Dataset |
<<<<
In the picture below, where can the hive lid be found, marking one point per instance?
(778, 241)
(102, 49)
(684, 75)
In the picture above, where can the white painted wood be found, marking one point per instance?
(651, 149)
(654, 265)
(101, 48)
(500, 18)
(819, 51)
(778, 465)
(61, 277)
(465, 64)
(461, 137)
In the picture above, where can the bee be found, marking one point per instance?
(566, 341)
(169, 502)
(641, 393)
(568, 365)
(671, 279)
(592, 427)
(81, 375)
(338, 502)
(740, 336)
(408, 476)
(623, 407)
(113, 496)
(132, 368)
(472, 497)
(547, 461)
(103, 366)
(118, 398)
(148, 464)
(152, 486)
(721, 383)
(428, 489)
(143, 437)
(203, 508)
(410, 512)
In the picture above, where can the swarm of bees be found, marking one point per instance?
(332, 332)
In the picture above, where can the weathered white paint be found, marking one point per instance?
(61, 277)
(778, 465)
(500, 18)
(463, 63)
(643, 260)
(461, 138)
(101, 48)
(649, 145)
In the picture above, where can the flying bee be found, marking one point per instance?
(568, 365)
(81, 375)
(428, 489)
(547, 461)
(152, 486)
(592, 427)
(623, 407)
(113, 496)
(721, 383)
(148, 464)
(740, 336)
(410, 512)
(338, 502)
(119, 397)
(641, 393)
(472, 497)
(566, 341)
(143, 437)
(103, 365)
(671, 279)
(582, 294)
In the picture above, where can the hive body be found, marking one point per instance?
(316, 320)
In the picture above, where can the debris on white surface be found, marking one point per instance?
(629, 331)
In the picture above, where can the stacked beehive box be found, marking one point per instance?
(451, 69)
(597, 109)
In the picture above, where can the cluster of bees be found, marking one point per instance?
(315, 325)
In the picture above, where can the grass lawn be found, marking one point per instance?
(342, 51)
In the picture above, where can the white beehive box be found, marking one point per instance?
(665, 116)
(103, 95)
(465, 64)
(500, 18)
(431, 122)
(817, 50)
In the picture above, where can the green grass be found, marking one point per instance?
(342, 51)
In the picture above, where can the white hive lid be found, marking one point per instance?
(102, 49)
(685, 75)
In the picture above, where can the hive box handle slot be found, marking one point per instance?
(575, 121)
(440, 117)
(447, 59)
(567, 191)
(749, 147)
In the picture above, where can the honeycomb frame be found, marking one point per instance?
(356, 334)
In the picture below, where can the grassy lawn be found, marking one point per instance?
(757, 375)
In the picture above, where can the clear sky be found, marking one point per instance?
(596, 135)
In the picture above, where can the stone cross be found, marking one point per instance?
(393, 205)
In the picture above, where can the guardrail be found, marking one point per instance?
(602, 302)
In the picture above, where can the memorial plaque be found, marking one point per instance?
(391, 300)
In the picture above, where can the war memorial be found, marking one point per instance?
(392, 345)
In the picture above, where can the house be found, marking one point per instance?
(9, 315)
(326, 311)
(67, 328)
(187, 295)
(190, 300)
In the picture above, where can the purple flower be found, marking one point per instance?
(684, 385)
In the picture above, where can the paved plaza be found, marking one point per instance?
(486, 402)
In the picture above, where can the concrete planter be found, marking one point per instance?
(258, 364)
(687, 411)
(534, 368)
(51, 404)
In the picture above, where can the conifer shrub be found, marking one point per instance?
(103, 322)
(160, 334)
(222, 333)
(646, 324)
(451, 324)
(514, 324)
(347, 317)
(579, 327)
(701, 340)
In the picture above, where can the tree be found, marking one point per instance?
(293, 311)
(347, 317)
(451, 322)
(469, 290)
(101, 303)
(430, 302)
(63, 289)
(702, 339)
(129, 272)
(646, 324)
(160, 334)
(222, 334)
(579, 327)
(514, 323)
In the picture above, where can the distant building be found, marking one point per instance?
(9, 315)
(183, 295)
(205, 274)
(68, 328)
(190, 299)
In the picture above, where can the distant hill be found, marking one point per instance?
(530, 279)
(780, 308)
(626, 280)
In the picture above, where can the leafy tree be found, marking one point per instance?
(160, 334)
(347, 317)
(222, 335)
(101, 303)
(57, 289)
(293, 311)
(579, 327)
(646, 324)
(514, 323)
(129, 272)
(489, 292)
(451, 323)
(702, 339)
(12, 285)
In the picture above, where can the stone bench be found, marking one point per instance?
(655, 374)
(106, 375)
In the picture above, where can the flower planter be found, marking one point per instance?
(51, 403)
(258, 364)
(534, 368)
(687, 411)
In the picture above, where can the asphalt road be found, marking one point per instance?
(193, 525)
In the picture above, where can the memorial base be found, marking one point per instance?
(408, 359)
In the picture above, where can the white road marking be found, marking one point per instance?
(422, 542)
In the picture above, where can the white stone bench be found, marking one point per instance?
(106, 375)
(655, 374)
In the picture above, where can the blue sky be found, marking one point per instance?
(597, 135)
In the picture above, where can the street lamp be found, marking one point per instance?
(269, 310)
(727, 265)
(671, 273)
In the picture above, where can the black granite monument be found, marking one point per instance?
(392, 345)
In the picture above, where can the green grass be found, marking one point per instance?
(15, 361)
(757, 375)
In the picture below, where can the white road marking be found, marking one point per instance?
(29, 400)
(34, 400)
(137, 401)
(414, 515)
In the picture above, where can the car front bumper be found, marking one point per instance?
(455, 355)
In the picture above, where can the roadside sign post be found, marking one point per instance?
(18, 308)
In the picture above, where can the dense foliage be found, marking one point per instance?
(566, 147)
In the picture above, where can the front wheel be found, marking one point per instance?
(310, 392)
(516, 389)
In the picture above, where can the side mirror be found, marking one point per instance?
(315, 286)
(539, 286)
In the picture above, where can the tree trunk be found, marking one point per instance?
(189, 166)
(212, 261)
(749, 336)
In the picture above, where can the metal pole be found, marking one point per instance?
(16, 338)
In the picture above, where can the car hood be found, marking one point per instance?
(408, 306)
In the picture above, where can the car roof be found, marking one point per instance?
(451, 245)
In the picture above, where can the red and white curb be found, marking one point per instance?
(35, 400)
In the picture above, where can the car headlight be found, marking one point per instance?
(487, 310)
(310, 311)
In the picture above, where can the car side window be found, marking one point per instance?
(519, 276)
>>>>
What to do |
Please return every line from the one that contains "In the picture above, where can the car hood" through the end of the entries, exactly, leaving out all others.

Output for this task |
In the picture above, where can the car hood be found, marking one point per instance?
(408, 306)
In the picture above, where can the car roof be found, marking one point per instance?
(451, 245)
In the picture above, where can the red and white curb be found, marking one point per instance?
(35, 400)
In the picture above, where can the car headlight be found, marking one point per instance?
(487, 310)
(310, 311)
In the picture above, where can the car side window be found, marking one point per instance?
(519, 276)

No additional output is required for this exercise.